A moment later, Tilly, or Miss Daphne Till, to give her full name, dashed in from the kitchen to say she was about to dish up, and she did hope I liked fish. I should have been mush too tactful to say that I didn't these days, whatever my tastes, but as it happens I do, very much - especially when it is cooked so well. It almost made me want to turn vegetarian like my other hostess, Miss Pamela Guard, known as Pam to all her friends, though she answers to the cry of 'Blondie', from any of her dozen departmental companians.

'They call me anything, but I don't mind' exclaimed this twenty-year old career girl, who has already crowded a great deal of experience into her pursuit of independance.

As a small girl in the war, she was evactuated to Devonshire, where she had a heavenly childhood, living in a village, messing about with boats, never going near a town of any sort. Her passion, then and now, is dogs, and at the moment she has two, both boarded out with friends, a boxer and a golden spaniel, but she is hoping one day to be able to make a home for them, too, just as she is hoping to prosper in her career.

'I am determined to make something of my life, on my own' Pam keeps on repeating, like a battle cry. I don't think she has done so badly already. In fact I admire very much her passionate ambition to become as expert a saleswoman as her mother, who is in the same store.

Probably the best ambassadors of all for our country during this Festival Summer will be the countless unknown girls who will serve foreigners from abroad with all sorts of goods marked 'Made in Britain'.

Moreover, there are big prospects and good openings for keen, intelligent girls in our retail stores, as Miss Ryder would tell you.
I must explain that Miss Ryder, who is one of the most charming women I have met in a long time, is in charge of personnel at Peter Robinson's. And she amused me very much describing what so often happens when a girl, about to leave school, comes for an interview with her mother. 'Somethimes the mother talks so much I have to lean forward and interrupt gently, "Am I wrong, it is your daughter isn't it, who wants to come to us?"' 

Actually, my portrait subject this week entirely made up her own mind after trying something else out first.

__What this task involves__.
Quote word for word the part of the passage about Pam starting at "A moment later, Tilly, or" and ending at "dozen departmental companians.". Work only from the passage about Pam, with no other source.

__Entries for labeling bounding boxes__.
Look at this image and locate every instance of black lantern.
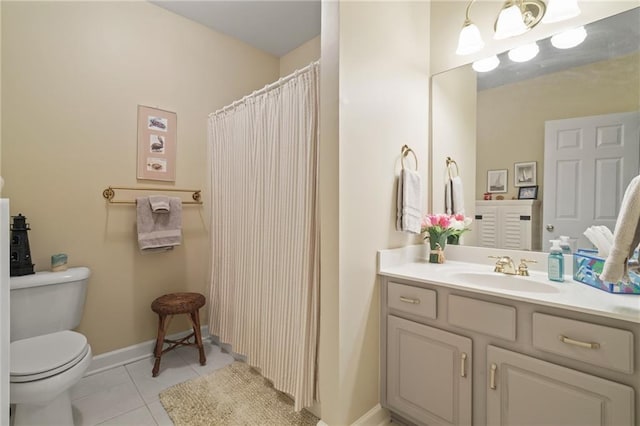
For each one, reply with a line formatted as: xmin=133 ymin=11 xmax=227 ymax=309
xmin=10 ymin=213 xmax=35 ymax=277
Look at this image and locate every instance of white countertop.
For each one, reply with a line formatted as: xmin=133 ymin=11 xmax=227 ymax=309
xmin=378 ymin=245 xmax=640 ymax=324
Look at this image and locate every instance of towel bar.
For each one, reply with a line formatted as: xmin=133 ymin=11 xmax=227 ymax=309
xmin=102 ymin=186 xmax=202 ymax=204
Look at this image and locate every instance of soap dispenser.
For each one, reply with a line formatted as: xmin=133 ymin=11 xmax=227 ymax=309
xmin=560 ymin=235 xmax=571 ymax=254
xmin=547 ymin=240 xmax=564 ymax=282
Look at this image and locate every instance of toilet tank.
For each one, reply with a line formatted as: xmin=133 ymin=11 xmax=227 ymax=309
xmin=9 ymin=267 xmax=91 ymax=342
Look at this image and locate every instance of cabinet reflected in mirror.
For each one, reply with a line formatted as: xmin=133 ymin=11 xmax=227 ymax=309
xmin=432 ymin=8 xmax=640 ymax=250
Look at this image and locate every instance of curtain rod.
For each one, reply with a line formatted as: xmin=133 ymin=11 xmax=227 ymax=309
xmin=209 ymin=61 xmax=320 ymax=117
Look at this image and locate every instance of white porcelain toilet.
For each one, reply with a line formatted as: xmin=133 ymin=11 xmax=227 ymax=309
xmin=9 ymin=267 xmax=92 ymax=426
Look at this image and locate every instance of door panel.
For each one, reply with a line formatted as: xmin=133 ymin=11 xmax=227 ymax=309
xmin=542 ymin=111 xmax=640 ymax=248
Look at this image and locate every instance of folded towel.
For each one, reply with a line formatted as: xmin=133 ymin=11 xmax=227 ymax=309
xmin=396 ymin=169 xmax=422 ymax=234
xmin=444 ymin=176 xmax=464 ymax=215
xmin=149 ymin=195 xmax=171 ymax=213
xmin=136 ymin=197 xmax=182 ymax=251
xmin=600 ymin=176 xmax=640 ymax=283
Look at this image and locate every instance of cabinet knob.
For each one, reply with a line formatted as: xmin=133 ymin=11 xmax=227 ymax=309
--
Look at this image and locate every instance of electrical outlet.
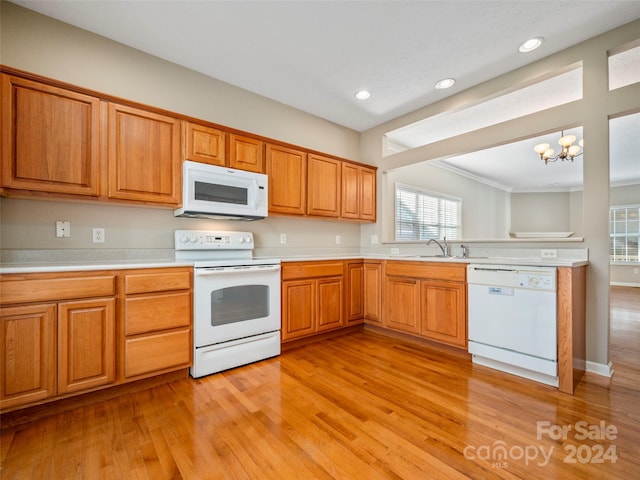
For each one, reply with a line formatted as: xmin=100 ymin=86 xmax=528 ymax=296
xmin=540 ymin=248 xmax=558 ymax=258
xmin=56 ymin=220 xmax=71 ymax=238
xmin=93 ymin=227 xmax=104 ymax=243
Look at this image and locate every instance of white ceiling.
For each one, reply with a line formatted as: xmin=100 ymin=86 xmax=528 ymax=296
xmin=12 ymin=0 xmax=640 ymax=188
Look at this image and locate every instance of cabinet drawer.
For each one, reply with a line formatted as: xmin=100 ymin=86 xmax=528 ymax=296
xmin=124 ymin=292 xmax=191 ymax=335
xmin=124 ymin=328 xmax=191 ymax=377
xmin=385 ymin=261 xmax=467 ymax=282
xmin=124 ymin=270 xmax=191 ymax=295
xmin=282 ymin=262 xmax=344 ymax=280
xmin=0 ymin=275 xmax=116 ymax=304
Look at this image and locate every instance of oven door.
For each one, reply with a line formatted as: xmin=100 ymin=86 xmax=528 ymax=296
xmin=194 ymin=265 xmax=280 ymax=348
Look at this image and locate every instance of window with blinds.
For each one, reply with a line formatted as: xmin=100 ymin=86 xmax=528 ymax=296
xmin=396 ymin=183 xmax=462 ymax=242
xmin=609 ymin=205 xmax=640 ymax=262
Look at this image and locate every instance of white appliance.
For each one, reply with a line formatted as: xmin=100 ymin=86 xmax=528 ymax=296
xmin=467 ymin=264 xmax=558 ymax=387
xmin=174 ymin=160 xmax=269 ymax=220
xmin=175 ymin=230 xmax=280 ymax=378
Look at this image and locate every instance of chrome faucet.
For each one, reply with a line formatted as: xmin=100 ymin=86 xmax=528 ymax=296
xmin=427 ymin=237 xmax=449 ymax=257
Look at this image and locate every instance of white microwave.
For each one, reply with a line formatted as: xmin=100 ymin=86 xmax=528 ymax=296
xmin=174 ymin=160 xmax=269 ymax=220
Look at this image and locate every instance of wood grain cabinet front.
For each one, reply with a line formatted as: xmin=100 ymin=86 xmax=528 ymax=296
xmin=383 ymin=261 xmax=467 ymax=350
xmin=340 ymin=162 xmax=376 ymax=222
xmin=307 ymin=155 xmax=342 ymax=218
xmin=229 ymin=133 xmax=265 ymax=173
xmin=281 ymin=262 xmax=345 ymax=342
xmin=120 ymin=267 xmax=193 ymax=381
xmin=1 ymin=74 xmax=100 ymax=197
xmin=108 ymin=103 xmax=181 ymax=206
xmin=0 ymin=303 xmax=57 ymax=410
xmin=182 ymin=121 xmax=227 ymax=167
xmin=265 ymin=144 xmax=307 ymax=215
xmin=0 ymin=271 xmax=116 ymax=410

__Result for this exercise__.
A moment later, Tilly, or Miss Daphne Till, to give her full name, dashed in from the kitchen to say she was about to dish up, and she did hope I liked fish. I should have been mush too tactful to say that I didn't these days, whatever my tastes, but as it happens I do, very much - especially when it is cooked so well. It almost made me want to turn vegetarian like my other hostess, Miss Pamela Guard, known as Pam to all her friends, though she answers to the cry of 'Blondie', from any of her dozen departmental companians.